▶ **Text shown**:

>>>>

As the cheapest Porsche until recently, the Boxster has traditionally attracted a certain type of customer. Not pointing fingers, or adding to any stereotypes, but forgive us if this has somewhat affected our lust for Porsche’s droptop junior model.
But, after one short drive, the Boxster GTS has sort of changed all that.
Starting from $146,000 the Boxster GTS is $44,500 more than its 2.7-litre base manual sibling which immediately means it’ll frighten off anyone who’s just buying a Boxster for the badge. The GTS, instead, is the most enthusiast-focused Boxster we’ve ever driven.
A step above the $126,500, 3.4-litre Boxster S, the $19,500 premium buys you another 11kW and 10Nm. Porsche has remapped the ECU to optimise timing of the variable inlet valves, the GTS now wringing 243kW and 370Nm from its 3.4-litre flat-six. There’s a bevy of minor cosmetic changes inside and out, paying attention to a “blacked-out” theme, and you now score 20-inch 911 Carrera S wheels standard.
Sport Chrono is also standard, adding torque vectoring, launch control (with PDK) and auto throttle blipping on downchanges in the manual. Porsche now also offers a new, no-cost ‘Sport Chassis’ option, too, which installs non-adaptive, regular dampers and lowers the body 20mm for a tough stance and real, old-school handling experience.

<<<<

▶ **Dataset extract**:
>>>>

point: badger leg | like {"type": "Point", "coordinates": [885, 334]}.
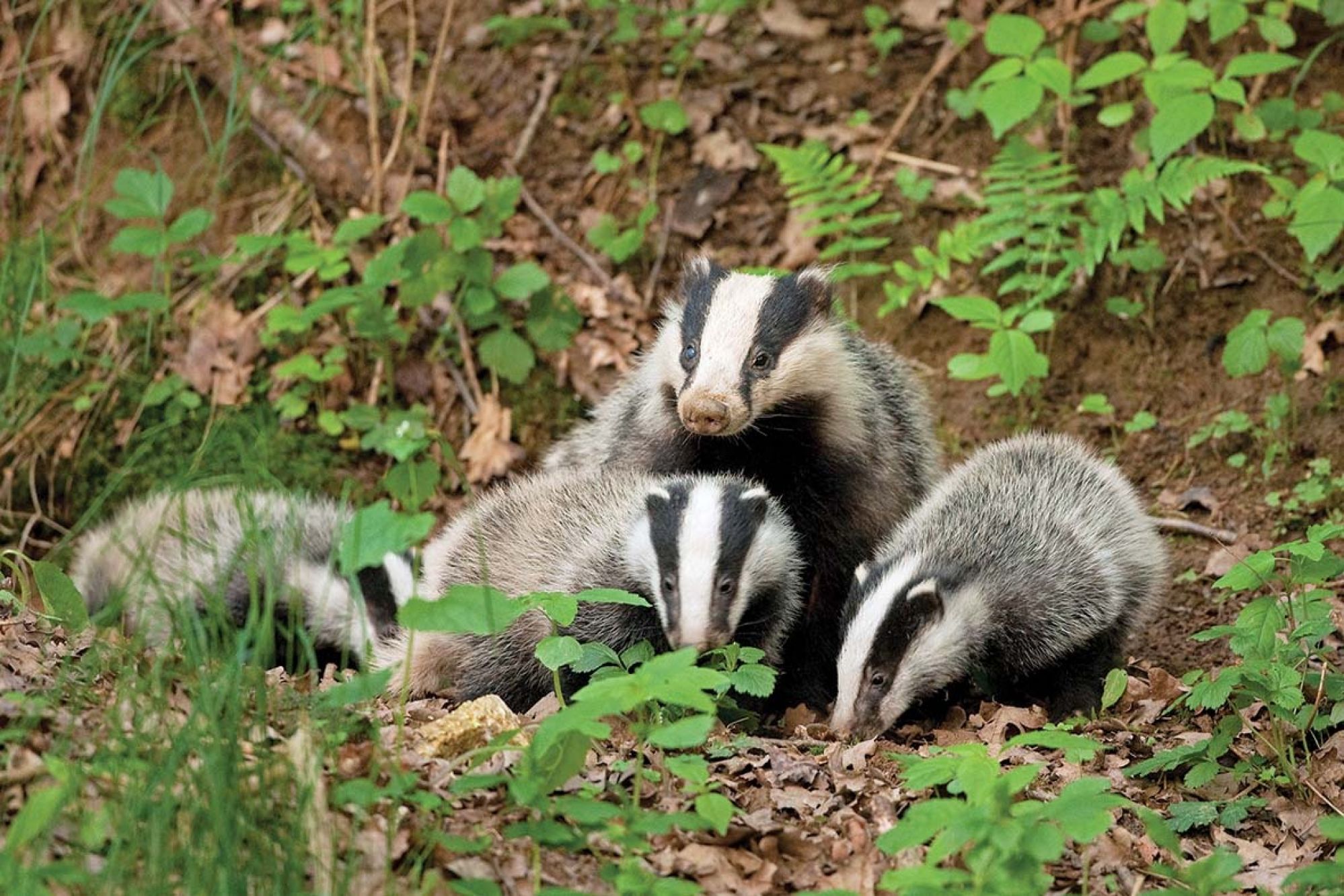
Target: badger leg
{"type": "Point", "coordinates": [1074, 683]}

<<<<

▶ **Work to be completed**: Can you reproduce the entire Boxster GTS review above word for word?

▶ **Expected output**:
As the cheapest Porsche until recently, the Boxster has traditionally attracted a certain type of customer. Not pointing fingers, or adding to any stereotypes, but forgive us if this has somewhat affected our lust for Porsche’s droptop junior model.
But, after one short drive, the Boxster GTS has sort of changed all that.
Starting from $146,000 the Boxster GTS is $44,500 more than its 2.7-litre base manual sibling which immediately means it’ll frighten off anyone who’s just buying a Boxster for the badge. The GTS, instead, is the most enthusiast-focused Boxster we’ve ever driven.
A step above the $126,500, 3.4-litre Boxster S, the $19,500 premium buys you another 11kW and 10Nm. Porsche has remapped the ECU to optimise timing of the variable inlet valves, the GTS now wringing 243kW and 370Nm from its 3.4-litre flat-six. There’s a bevy of minor cosmetic changes inside and out, paying attention to a “blacked-out” theme, and you now score 20-inch 911 Carrera S wheels standard.
Sport Chrono is also standard, adding torque vectoring, launch control (with PDK) and auto throttle blipping on downchanges in the manual. Porsche now also offers a new, no-cost ‘Sport Chassis’ option, too, which installs non-adaptive, regular dampers and lowers the body 20mm for a tough stance and real, old-school handling experience.